Your objective:
Return each line from the items below that contains the string "blurred", copied in full. Matching is case-sensitive.

Rows:
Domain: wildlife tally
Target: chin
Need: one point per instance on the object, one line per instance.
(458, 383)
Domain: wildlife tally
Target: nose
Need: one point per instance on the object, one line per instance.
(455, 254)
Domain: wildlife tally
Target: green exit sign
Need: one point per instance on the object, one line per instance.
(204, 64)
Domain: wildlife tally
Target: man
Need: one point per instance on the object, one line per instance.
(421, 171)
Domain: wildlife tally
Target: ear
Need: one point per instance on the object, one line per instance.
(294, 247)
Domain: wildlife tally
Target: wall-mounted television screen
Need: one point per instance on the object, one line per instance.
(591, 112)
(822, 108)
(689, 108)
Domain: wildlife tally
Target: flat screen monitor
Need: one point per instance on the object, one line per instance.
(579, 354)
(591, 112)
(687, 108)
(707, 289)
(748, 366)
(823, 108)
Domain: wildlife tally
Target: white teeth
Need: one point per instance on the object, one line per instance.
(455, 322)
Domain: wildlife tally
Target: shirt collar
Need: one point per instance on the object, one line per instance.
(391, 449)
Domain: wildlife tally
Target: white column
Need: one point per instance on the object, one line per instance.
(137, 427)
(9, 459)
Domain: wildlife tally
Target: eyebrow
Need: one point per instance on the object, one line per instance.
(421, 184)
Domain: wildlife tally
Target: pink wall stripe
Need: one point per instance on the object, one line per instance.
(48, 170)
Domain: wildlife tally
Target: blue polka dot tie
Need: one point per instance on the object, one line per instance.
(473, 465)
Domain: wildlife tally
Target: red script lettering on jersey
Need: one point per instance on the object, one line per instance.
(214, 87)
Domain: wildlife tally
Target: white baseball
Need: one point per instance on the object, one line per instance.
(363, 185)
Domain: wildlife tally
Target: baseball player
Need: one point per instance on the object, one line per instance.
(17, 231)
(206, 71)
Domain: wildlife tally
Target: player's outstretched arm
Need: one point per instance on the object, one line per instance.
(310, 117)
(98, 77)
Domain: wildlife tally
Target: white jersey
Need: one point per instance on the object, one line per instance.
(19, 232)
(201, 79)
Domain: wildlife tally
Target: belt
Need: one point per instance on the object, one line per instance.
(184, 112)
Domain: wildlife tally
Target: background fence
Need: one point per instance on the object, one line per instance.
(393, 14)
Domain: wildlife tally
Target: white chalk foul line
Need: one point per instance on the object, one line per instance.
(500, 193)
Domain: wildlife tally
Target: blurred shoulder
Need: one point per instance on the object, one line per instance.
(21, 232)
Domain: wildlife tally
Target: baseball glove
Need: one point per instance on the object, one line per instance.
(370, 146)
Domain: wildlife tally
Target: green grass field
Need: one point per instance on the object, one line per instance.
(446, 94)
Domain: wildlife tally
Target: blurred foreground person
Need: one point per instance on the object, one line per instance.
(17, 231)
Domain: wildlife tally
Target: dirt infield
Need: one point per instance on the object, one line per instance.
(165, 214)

Response below:
Target: blurred shoulder
Target: blurred foreground person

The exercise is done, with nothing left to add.